> **WHAT THE TASK ASKS**
Reproduce all of the material below word for word, omitting the pictures from your answer.

---

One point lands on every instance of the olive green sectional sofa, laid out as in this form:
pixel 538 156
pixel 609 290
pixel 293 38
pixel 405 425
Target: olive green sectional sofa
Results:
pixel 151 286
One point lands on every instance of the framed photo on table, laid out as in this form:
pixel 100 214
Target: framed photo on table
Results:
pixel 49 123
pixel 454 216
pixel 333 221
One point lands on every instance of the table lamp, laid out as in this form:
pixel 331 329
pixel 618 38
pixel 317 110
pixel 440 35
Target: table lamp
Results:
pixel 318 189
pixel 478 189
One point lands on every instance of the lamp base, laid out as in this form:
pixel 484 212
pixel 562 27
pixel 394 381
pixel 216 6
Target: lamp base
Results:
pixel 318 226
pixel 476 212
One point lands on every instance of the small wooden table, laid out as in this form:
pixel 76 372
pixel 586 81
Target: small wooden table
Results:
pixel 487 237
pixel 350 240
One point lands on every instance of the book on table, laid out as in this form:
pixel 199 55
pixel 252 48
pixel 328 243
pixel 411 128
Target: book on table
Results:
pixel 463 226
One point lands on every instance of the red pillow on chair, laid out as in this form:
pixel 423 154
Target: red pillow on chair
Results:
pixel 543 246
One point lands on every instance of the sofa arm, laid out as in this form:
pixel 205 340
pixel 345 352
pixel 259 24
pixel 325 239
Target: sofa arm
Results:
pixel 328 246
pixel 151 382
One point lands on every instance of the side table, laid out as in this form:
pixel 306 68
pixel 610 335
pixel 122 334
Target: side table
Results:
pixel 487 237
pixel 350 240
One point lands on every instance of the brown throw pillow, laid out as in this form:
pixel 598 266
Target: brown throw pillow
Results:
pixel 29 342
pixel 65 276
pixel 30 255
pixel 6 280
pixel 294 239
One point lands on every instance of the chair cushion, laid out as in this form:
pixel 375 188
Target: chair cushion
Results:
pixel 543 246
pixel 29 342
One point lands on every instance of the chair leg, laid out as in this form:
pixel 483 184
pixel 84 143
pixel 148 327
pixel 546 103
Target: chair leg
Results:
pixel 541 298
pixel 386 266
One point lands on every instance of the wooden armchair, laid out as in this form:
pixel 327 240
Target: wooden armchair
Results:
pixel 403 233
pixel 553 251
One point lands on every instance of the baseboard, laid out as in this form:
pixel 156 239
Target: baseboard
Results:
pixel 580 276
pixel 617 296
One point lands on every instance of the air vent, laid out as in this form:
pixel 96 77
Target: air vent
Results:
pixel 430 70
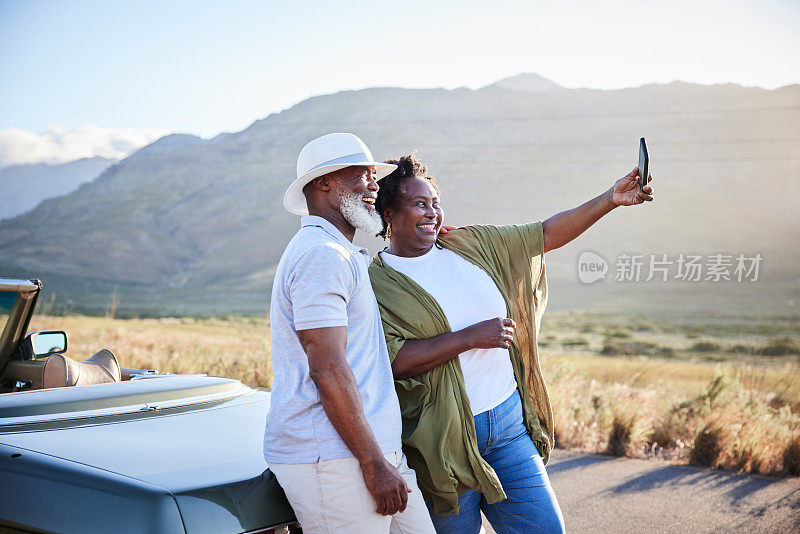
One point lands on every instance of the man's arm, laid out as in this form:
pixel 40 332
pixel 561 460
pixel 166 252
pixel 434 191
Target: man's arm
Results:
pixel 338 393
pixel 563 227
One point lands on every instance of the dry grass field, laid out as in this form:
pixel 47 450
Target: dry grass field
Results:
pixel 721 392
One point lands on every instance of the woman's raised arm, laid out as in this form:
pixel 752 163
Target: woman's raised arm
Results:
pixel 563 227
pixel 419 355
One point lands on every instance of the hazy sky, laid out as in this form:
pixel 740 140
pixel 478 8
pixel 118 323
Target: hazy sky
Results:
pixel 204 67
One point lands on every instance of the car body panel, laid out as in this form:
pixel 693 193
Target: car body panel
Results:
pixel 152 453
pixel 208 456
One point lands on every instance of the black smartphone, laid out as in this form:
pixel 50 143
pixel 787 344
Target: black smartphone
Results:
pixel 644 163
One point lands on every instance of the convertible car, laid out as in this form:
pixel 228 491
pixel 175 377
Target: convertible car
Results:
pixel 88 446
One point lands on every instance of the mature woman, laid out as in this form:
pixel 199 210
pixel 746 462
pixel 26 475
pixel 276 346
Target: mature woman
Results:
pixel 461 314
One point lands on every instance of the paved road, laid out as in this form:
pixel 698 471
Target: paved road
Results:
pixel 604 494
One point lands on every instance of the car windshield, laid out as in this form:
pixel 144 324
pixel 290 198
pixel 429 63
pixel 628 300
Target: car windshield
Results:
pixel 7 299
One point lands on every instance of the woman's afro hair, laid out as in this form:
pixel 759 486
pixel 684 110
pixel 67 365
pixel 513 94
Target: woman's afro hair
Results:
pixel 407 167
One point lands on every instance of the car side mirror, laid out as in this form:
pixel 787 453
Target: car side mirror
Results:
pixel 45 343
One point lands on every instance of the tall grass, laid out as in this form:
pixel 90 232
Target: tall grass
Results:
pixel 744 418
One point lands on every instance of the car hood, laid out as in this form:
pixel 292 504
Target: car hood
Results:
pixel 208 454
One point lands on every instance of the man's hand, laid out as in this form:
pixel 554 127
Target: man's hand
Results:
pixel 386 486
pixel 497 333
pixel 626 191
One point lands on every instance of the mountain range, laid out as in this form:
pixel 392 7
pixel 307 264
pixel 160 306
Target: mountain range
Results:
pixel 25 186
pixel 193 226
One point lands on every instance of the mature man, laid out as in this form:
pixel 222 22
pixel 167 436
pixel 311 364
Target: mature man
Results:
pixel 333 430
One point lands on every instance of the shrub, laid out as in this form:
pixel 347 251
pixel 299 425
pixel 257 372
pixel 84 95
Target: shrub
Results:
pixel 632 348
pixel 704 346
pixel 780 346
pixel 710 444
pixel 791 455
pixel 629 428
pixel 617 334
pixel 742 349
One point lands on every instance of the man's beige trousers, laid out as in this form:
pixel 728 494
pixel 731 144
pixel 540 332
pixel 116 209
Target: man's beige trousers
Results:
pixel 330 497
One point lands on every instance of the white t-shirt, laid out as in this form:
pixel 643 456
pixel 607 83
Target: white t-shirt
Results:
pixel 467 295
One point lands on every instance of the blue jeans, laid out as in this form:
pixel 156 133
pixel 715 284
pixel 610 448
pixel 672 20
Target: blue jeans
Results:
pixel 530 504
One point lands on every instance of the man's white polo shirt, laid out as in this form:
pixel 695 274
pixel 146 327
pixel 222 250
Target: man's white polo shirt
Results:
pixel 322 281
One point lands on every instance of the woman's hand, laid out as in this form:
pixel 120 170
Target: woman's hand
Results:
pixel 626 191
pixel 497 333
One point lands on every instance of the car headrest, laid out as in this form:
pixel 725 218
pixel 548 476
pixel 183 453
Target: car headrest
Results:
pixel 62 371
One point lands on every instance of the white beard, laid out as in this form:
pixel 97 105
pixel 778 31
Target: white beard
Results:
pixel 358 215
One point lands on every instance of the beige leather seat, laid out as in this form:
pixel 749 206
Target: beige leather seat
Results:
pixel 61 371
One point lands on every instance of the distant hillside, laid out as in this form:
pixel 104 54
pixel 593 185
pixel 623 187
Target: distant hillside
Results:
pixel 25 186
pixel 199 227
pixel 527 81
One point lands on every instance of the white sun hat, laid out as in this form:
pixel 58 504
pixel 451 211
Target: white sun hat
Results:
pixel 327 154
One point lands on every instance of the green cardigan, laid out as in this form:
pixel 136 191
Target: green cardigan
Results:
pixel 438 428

---

> **THE ANSWER**
One point lands on every instance of the olive green sectional sofa, laid out as in this form:
pixel 538 156
pixel 609 290
pixel 293 38
pixel 405 425
Target: olive green sectional sofa
Results:
pixel 151 286
One point lands on every instance of the framed photo on table, laid out as in this form:
pixel 100 214
Target: framed photo on table
Results:
pixel 49 123
pixel 454 216
pixel 333 221
One point lands on every instance of the table lamp, laid out as in this form:
pixel 331 329
pixel 618 38
pixel 317 110
pixel 440 35
Target: table lamp
Results:
pixel 318 189
pixel 478 189
One point lands on every instance of the lamp base, laid out as in this form:
pixel 484 212
pixel 562 27
pixel 394 381
pixel 216 6
Target: lamp base
Results:
pixel 318 226
pixel 476 212
One point lands on every instance of the small wooden table, laid out as in this form:
pixel 76 372
pixel 586 81
Target: small wooden table
Results:
pixel 487 237
pixel 350 240
One point lands on every instance of the book on table, laid out as in this form:
pixel 199 55
pixel 252 48
pixel 328 243
pixel 411 128
Target: book on table
Results:
pixel 463 226
One point lands on every instance of the red pillow on chair, laid out as in this form:
pixel 423 154
Target: red pillow on chair
Results:
pixel 543 246
One point lands on every instance of the sofa arm, laid out as in this form:
pixel 205 340
pixel 345 352
pixel 259 24
pixel 325 239
Target: sofa arm
Results:
pixel 328 246
pixel 151 382
One point lands on every instance of the side table, laid out as in this form:
pixel 306 68
pixel 610 335
pixel 122 334
Target: side table
Results:
pixel 487 237
pixel 350 240
One point lands on every instance of the brown throw pillow, laid out as in this form:
pixel 598 266
Target: brown throw pillow
Results:
pixel 29 342
pixel 65 276
pixel 30 255
pixel 6 280
pixel 294 239
One point lands on every instance of the chair cushion, laid out as in this form:
pixel 375 188
Target: chair cushion
Results:
pixel 543 246
pixel 29 342
One point lands on every instance of the chair leg, laid out as in this form:
pixel 483 184
pixel 84 143
pixel 148 327
pixel 546 103
Target: chair leg
Results:
pixel 541 298
pixel 386 266
One point lands on every instance of the wooden armchair, laid out as in this form:
pixel 327 240
Target: wooden armchair
Results:
pixel 403 233
pixel 553 251
One point lands on every instance of the baseboard, laid out as in this form:
pixel 156 239
Target: baseboard
Results:
pixel 580 276
pixel 617 296
One point lands on every instance of the air vent, laid out as in this form:
pixel 96 77
Target: air vent
Results:
pixel 430 70
One point lands on every instance of the man's arm, laid out as in this form:
pixel 40 332
pixel 561 460
pixel 166 252
pixel 434 191
Target: man's arm
Results:
pixel 338 393
pixel 563 227
One point lands on every instance of the dry grass field, laid out as in this form:
pixel 47 450
Target: dry grass field
Results:
pixel 721 392
One point lands on every instance of the woman's raised arm, laid out as in this form:
pixel 752 163
Target: woman's raised arm
Results:
pixel 563 227
pixel 419 355
One point lands on every instance of the hazy sky, laid out as in this form:
pixel 740 140
pixel 478 8
pixel 118 323
Target: hazy sky
Results:
pixel 204 67
One point lands on every instance of the car body panel, laid out as in this form:
pixel 693 193
Target: car body panel
Results:
pixel 152 453
pixel 208 456
One point lands on every instance of the black smartphone, laid out as in this form:
pixel 50 143
pixel 787 344
Target: black smartphone
Results:
pixel 644 163
One point lands on every instance of the convertible car, laid out as in this form:
pixel 228 491
pixel 175 377
Target: convertible car
Results:
pixel 88 446
One point lands on every instance of the mature woman, laid out as in this form:
pixel 199 210
pixel 746 462
pixel 26 475
pixel 276 346
Target: mature woman
Results:
pixel 461 314
One point lands on every instance of the paved road, laid out as in this form:
pixel 698 471
Target: paved road
Results:
pixel 604 494
One point lands on every instance of the car windshield, laid out as in this form:
pixel 144 324
pixel 290 198
pixel 429 63
pixel 628 300
Target: car windshield
Results:
pixel 7 299
One point lands on every instance of the woman's afro hair, laid out as in this form:
pixel 759 486
pixel 684 110
pixel 67 365
pixel 513 94
Target: woman's afro hair
Results:
pixel 407 167
One point lands on every instance of the car side mirror, laid out as in this form:
pixel 787 453
Target: car side mirror
Results:
pixel 45 343
One point lands on every instance of the tall grass, laid out as in this form:
pixel 90 232
Target: tall grass
Results:
pixel 744 418
One point lands on every instance of the car hood, laid out as in this form:
pixel 292 504
Target: car hood
Results:
pixel 208 454
One point lands on every instance of the man's hand, laid out as in this form:
pixel 554 127
Target: man's hand
Results:
pixel 386 486
pixel 497 333
pixel 626 191
One point lands on every instance of the mountain range, laid out as in this form:
pixel 392 7
pixel 307 264
pixel 160 306
Target: mountain range
Results:
pixel 25 186
pixel 193 226
One point lands on every instance of the mature man, laid out as in this form:
pixel 222 22
pixel 167 436
pixel 311 364
Target: mature man
Results:
pixel 333 430
One point lands on every instance of the shrub, laid out as in this form:
pixel 347 251
pixel 299 425
pixel 257 372
pixel 84 95
Target: shrub
Results:
pixel 632 348
pixel 704 346
pixel 780 346
pixel 710 444
pixel 791 455
pixel 629 428
pixel 617 334
pixel 742 349
One point lands on every instance of the man's beige trousers, laid out as in this form:
pixel 728 494
pixel 731 144
pixel 540 332
pixel 116 209
Target: man's beige trousers
Results:
pixel 330 497
One point lands on every instance of the white t-shirt, laid out as in this form:
pixel 643 456
pixel 607 83
Target: white t-shirt
Results:
pixel 467 295
One point lands on every instance of the blue jeans, laid out as in this form:
pixel 156 133
pixel 715 284
pixel 610 448
pixel 672 20
Target: blue jeans
Results:
pixel 530 504
One point lands on every instance of the man's white polo shirt, laid out as in this form:
pixel 695 274
pixel 146 327
pixel 222 250
Target: man's white polo shirt
Results:
pixel 322 281
One point lands on every instance of the woman's hand, laid out as in this form:
pixel 120 170
Target: woman's hand
Results:
pixel 626 191
pixel 497 333
One point lands on every instance of the car headrest, laid out as in this form:
pixel 725 218
pixel 548 476
pixel 183 453
Target: car headrest
Results:
pixel 62 371
One point lands on every instance of the white beard, laid out as in this form:
pixel 97 105
pixel 778 31
Target: white beard
Results:
pixel 358 215
One point lands on every instance of the beige leather seat, laid out as in this form:
pixel 749 206
Target: beige leather seat
Results:
pixel 61 371
One point lands on every instance of the distant hillside, laid out as in this form:
pixel 104 54
pixel 593 185
pixel 623 187
Target: distant hillside
Results:
pixel 25 186
pixel 199 227
pixel 527 81
One point lands on every instance of the white sun hat, laid out as in this form:
pixel 58 504
pixel 451 211
Target: white sun hat
Results:
pixel 327 154
One point lands on every instance of the green cardigan, laid out as in this form:
pixel 136 191
Target: green cardigan
Results:
pixel 438 428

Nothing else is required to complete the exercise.